Repeat the entries from the start through the line holding "[(643, 728)]", inclusive, changing only the answers: shift every point coordinate in them by -136. Leave the pictures out.

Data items
------------

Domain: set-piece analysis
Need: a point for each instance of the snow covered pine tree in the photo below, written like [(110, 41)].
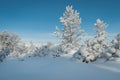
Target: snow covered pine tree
[(71, 33), (95, 48), (9, 45)]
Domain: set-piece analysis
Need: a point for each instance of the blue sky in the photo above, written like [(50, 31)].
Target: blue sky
[(37, 18)]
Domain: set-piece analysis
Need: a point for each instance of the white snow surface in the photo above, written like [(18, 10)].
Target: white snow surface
[(47, 68)]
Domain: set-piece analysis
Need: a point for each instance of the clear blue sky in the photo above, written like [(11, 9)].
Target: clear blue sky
[(36, 18)]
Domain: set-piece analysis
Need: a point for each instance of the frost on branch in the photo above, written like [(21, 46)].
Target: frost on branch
[(71, 33)]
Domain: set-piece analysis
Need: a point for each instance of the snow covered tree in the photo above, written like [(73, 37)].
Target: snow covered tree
[(31, 48), (71, 33), (114, 49), (96, 47), (9, 43)]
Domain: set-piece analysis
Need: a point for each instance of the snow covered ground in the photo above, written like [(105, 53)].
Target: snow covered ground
[(47, 68)]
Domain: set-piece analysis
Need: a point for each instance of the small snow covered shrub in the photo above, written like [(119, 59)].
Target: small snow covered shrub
[(9, 44), (95, 48), (44, 50), (114, 49)]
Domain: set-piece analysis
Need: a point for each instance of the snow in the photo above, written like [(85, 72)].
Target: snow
[(47, 68)]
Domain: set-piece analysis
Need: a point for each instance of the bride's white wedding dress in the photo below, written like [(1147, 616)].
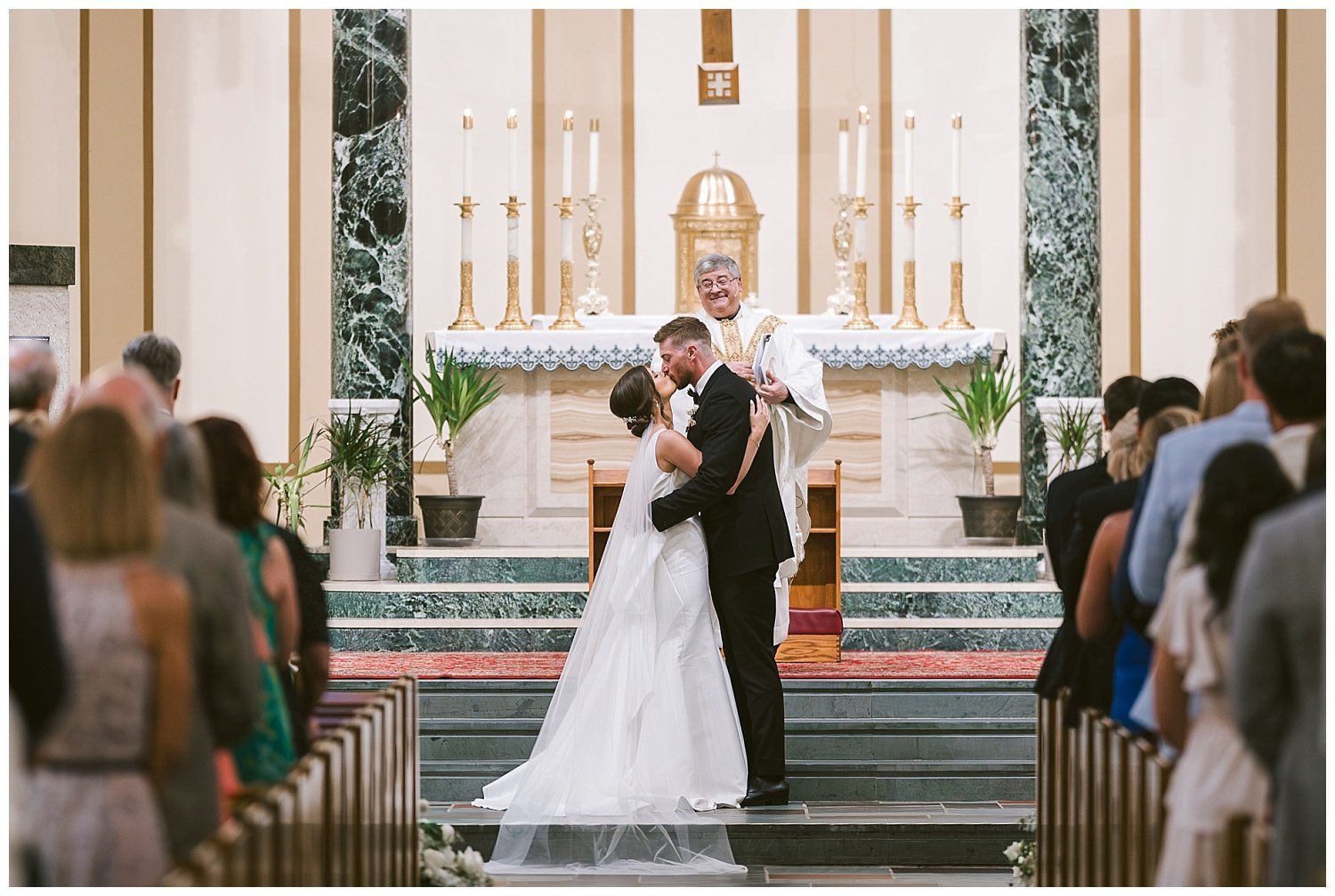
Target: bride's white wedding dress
[(643, 728)]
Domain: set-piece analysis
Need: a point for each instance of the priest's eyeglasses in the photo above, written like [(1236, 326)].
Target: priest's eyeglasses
[(723, 283)]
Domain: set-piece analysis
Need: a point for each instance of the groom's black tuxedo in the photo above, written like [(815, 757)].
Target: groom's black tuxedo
[(748, 538)]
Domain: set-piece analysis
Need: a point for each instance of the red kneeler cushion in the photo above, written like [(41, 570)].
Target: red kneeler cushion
[(822, 621)]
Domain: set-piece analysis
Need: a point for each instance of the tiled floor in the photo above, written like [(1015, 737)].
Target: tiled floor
[(797, 815)]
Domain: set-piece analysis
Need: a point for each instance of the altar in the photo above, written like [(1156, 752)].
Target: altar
[(902, 464)]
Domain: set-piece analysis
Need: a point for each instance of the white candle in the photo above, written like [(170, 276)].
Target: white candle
[(593, 157), (512, 123), (843, 157), (862, 120), (568, 143), (956, 123), (908, 155)]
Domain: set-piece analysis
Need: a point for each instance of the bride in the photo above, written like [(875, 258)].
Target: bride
[(643, 730)]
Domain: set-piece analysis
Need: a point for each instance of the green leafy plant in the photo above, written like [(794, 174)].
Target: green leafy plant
[(287, 484), (451, 394), (983, 405), (360, 453), (1078, 432)]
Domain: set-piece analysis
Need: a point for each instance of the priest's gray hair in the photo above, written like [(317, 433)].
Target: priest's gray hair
[(715, 262)]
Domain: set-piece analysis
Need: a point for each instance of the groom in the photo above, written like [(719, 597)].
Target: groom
[(748, 538)]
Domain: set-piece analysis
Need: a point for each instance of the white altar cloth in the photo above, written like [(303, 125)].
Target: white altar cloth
[(619, 341)]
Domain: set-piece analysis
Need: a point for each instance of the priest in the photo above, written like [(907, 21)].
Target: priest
[(790, 381)]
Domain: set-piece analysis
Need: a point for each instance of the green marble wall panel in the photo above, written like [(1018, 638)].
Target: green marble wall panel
[(940, 569), (371, 314), (454, 605), (1060, 333), (952, 605), (494, 569)]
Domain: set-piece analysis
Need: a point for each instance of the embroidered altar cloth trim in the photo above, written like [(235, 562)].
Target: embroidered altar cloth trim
[(621, 341)]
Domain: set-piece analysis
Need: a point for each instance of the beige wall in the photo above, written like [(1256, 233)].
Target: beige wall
[(1305, 141)]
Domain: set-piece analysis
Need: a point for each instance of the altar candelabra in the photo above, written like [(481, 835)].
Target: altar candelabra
[(592, 301), (841, 299)]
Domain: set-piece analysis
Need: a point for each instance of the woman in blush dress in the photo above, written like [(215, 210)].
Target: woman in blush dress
[(1215, 776), (643, 728)]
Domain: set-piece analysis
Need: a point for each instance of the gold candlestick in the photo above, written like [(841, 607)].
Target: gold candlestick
[(566, 315), (860, 319), (466, 319), (908, 314), (513, 315), (956, 319)]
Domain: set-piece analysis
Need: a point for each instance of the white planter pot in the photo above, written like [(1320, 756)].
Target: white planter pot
[(355, 554)]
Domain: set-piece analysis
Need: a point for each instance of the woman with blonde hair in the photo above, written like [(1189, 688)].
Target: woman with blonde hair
[(125, 631)]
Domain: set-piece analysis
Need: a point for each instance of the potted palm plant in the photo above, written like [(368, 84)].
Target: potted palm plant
[(360, 453), (983, 405), (451, 394)]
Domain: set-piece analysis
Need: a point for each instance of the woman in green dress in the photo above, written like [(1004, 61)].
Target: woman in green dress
[(267, 755)]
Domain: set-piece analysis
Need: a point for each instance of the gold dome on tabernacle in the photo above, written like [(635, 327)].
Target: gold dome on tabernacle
[(717, 192)]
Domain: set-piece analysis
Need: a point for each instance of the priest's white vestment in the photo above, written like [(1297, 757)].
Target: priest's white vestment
[(800, 424)]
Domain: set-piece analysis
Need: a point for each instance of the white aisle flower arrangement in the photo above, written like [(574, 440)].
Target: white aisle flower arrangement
[(1023, 856), (445, 859)]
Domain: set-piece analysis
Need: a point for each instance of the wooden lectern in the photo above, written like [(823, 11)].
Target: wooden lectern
[(814, 618)]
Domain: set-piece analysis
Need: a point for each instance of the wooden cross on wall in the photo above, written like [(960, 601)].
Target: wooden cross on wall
[(717, 77)]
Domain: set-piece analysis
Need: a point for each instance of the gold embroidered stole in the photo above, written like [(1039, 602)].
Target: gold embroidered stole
[(732, 349)]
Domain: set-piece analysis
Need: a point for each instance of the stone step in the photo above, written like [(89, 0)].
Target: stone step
[(542, 634), (891, 780), (806, 739), (859, 565), (525, 601), (830, 835), (843, 698)]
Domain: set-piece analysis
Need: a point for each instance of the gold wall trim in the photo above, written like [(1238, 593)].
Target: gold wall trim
[(149, 168), (1282, 151), (886, 174), (294, 226), (85, 350), (537, 207), (804, 160), (627, 160), (1134, 170)]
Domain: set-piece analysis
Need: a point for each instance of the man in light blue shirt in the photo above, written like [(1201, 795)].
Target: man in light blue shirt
[(1182, 457)]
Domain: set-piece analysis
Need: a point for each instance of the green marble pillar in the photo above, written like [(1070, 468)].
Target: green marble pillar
[(1060, 352), (373, 263)]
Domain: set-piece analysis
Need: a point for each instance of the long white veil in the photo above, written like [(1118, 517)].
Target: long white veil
[(577, 804)]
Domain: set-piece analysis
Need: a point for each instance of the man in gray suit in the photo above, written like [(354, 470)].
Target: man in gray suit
[(1279, 679), (224, 706)]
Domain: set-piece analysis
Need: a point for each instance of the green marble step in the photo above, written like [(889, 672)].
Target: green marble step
[(539, 634), (832, 835), (1007, 601), (835, 698), (806, 739), (891, 780)]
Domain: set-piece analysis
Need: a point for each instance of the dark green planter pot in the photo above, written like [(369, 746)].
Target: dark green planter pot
[(990, 517), (450, 520)]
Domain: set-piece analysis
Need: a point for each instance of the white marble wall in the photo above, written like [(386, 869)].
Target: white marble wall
[(36, 311)]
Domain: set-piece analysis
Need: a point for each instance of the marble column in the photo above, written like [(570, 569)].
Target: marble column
[(1060, 351), (373, 264)]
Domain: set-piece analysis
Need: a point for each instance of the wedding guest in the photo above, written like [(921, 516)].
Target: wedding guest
[(1279, 684), (1291, 376), (125, 634), (1215, 776), (32, 382), (267, 755), (159, 357), (224, 698)]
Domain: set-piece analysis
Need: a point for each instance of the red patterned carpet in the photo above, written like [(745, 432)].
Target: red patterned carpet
[(916, 664)]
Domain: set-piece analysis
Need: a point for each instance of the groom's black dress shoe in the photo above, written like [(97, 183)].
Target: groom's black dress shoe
[(765, 792)]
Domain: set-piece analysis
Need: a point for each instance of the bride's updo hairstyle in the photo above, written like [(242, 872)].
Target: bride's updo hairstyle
[(633, 400)]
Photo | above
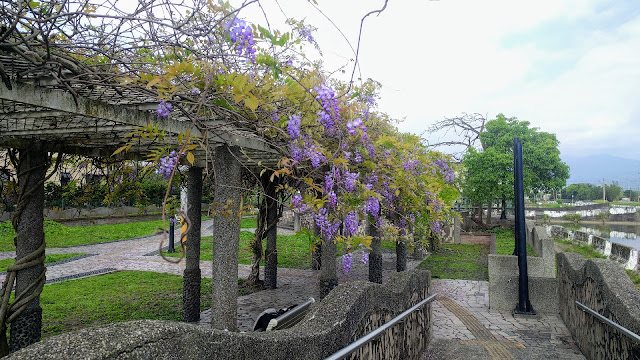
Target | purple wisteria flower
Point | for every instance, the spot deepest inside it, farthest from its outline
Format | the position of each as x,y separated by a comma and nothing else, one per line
351,223
365,257
293,126
167,163
350,181
298,203
242,36
435,226
164,108
346,262
372,206
305,33
330,113
353,125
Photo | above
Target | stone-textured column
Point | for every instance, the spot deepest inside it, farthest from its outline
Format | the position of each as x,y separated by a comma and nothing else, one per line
401,255
271,252
192,274
316,254
26,328
375,257
328,275
226,234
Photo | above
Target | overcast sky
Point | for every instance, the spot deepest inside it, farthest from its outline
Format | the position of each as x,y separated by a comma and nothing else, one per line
569,67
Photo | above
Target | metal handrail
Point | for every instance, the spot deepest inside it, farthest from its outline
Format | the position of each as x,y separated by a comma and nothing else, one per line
377,332
608,321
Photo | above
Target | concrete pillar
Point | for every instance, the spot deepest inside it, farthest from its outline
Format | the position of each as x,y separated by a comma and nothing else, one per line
192,273
328,275
32,166
316,254
271,252
375,256
401,255
296,222
226,234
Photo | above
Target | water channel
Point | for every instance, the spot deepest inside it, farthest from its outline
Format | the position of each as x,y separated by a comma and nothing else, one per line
622,233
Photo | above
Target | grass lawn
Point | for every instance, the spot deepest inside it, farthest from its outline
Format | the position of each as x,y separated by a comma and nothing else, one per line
4,264
583,249
294,251
121,296
459,262
505,242
58,235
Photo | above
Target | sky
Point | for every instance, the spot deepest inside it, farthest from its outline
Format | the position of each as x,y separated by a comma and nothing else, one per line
568,67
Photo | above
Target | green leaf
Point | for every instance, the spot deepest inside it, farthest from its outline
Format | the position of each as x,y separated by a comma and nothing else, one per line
265,32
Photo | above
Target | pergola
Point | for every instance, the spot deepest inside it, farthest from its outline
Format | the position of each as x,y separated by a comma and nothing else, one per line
40,114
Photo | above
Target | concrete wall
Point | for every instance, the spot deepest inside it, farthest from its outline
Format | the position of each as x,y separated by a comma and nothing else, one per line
626,255
604,287
504,271
348,312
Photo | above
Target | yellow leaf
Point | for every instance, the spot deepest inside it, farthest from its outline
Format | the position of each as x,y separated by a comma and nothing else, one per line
190,157
251,102
153,82
121,149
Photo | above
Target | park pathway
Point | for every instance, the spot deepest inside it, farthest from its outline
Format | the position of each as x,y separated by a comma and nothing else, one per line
463,326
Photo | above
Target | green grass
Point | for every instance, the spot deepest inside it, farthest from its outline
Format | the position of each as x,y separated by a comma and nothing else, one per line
248,223
294,251
635,278
58,235
4,264
459,262
121,296
505,242
583,249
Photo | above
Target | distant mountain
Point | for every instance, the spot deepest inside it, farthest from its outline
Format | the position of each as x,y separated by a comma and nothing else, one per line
592,169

------------

EXERCISE OUTPUT →
Domain: set-piece analysis
Need: a point for each instance of the snow covered pine tree in the photo below, written like [(110, 41)].
Target: snow covered pine tree
[(-65, -103), (-41, -88), (-127, -91)]
Domain: set-piece analysis
Need: a point for each instance of the blue sky in the photo above, written like [(50, 31)].
Target: blue sky
[(-99, -118)]
Domain: set-piece analysis
Need: a point for each instance of the white snow surface in the photo above, written like [(18, 10)].
Target: white snow surface
[(-89, -68)]
Domain: set-piece analysis
Need: a point for each instance of the clear blue sky in the photo above, written like [(11, 9)].
Target: clear blue sky
[(-100, -118)]
Domain: set-piece analysis
Need: a point for each instance of the frost on branch in the photo above, written like [(21, 46)].
Target: frost on branch
[(-65, -103)]
Domain: set-piece analysis
Need: a point for each instance of the snow covered tree in the photo above, written like [(73, 37)].
Target: snow covered tree
[(-105, -88), (-65, -103), (-22, -87), (-40, -89), (-127, -93)]
Domain: set-piece analysis
Need: a point for each instance of the snow covered ground in the photo above, written like [(105, 53)].
Target: snow covered ground
[(-89, -68)]
Domain: set-piece analysis
Need: a point for each instance of the small snow covered shrub in the photo above, written like [(119, 59)].
Target: small snow covered shrub
[(-127, -92), (-41, -88), (-92, -86), (-22, -87)]
Domain: set-piece analysis
Need: a point for each instance of the snow in the photo above, written like [(85, 72)].
Target: snow
[(-89, -68)]
Domain: set-piece analysis
Need: a point for each instance of the bride's white wedding dress in the photo below, written like [(1147, 616)].
Target: bride's white wedding dress
[(507, 592)]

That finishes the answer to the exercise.